◆ WHAT IS EXPECTED
Count the lines in the items below that contain the string "overhead", with case counting. Reply with only the number.

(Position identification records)

★ ★ ★ ★ ★

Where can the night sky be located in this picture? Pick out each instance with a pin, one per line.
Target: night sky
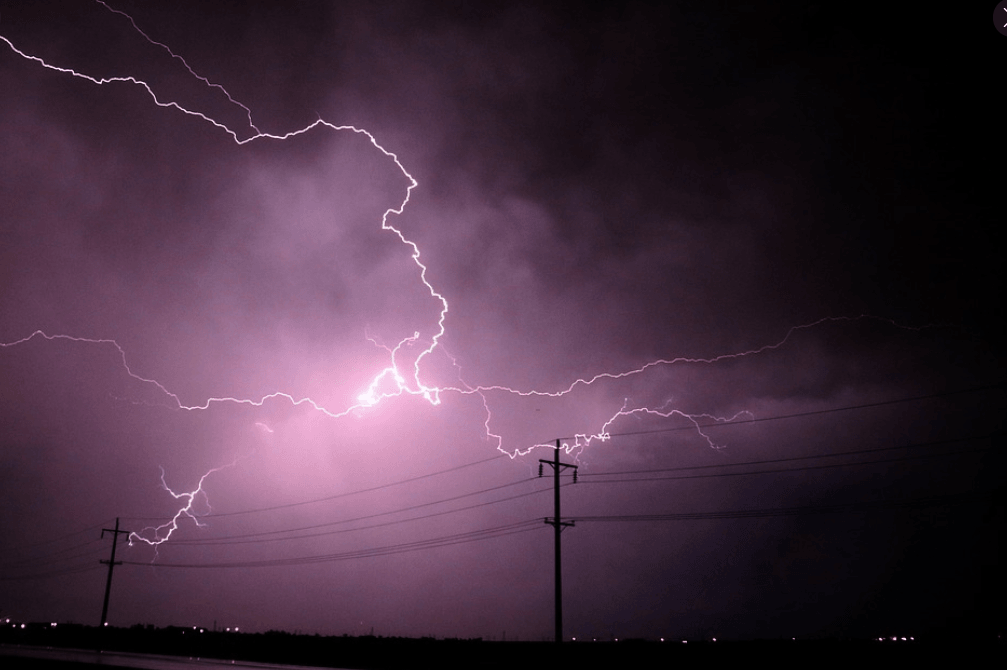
(747, 231)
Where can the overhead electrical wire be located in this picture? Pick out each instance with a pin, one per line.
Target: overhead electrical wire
(386, 550)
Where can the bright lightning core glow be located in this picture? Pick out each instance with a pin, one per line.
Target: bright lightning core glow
(406, 361)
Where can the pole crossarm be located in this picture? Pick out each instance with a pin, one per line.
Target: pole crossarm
(112, 562)
(558, 523)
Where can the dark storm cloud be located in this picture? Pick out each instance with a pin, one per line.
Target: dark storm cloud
(598, 188)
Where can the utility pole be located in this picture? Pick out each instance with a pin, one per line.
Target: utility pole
(558, 525)
(112, 563)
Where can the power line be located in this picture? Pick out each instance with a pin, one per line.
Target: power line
(239, 539)
(335, 497)
(790, 511)
(805, 457)
(793, 470)
(386, 550)
(718, 424)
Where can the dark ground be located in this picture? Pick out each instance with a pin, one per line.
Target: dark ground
(395, 653)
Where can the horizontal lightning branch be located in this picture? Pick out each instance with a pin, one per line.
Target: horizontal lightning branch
(402, 375)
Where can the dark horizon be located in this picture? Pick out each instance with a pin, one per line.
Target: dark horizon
(732, 258)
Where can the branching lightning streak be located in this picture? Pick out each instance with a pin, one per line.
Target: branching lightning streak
(163, 532)
(395, 379)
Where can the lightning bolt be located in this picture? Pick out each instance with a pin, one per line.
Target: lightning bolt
(161, 534)
(402, 375)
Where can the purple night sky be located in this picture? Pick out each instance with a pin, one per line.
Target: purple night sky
(765, 205)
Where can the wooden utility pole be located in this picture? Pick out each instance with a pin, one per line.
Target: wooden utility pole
(112, 563)
(556, 523)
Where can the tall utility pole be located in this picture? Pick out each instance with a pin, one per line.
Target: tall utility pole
(558, 525)
(112, 563)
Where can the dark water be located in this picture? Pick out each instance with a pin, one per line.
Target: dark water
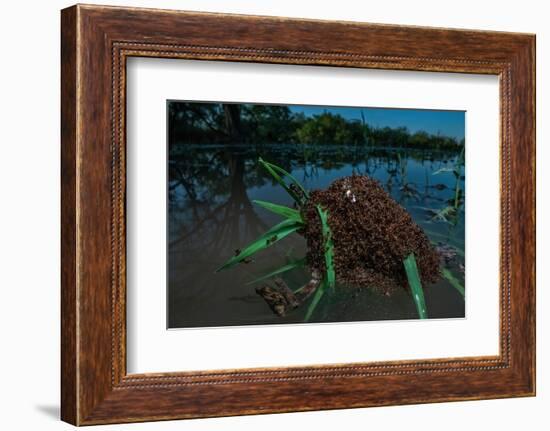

★ ★ ★ ★ ★

◆ TASK ANSWER
2